● **INSTRUCCIONES DE TAREA**: ¿Puedes formatear como tabla Markdown las líneas del listado, empezando por la primera y terminando en la que contiene "627 75 849 604", ambas incluidas? Usa las columnas Nº, para el número de fila, y Línea, para el texto, y omite las líneas en blanco.

● **Entradas guardadas**:
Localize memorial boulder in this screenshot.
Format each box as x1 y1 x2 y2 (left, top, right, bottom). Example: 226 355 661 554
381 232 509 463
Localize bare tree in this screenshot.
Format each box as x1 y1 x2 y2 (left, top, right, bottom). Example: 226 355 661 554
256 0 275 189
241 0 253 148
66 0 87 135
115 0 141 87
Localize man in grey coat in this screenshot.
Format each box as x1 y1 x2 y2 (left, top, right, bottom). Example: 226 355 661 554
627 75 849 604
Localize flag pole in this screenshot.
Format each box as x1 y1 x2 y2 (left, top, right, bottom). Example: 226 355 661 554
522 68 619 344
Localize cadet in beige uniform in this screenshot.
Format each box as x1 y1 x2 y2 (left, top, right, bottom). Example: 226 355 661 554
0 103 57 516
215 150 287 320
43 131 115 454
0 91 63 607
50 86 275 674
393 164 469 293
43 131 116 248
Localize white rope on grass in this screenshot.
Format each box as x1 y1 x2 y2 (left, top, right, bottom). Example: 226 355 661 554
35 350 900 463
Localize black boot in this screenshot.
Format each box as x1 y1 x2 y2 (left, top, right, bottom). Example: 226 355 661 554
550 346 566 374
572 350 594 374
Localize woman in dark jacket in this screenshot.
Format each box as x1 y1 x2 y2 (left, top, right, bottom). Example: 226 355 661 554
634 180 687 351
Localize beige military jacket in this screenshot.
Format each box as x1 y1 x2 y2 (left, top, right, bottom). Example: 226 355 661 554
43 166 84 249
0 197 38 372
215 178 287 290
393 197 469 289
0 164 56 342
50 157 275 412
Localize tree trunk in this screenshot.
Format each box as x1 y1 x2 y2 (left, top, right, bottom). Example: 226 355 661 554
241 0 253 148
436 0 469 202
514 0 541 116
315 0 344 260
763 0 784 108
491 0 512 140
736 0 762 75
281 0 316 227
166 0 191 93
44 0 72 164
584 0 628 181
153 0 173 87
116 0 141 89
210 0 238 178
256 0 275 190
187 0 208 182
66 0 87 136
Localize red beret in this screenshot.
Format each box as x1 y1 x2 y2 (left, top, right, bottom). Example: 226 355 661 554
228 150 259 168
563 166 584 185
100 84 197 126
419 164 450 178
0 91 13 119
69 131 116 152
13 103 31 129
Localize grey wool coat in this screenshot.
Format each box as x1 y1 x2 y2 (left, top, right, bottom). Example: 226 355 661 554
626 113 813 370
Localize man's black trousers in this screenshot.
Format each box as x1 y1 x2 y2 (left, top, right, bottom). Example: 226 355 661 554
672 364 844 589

● **RESULTADO DE TAREA**:
| Nº | Línea |
|---|---|
| 1 | Localize memorial boulder in this screenshot. |
| 2 | Format each box as x1 y1 x2 y2 (left, top, right, bottom). Example: 226 355 661 554 |
| 3 | 381 232 509 463 |
| 4 | Localize bare tree in this screenshot. |
| 5 | Format each box as x1 y1 x2 y2 (left, top, right, bottom). Example: 226 355 661 554 |
| 6 | 256 0 275 189 |
| 7 | 241 0 253 148 |
| 8 | 66 0 87 135 |
| 9 | 115 0 141 87 |
| 10 | Localize man in grey coat in this screenshot. |
| 11 | Format each box as x1 y1 x2 y2 (left, top, right, bottom). Example: 226 355 661 554 |
| 12 | 627 75 849 604 |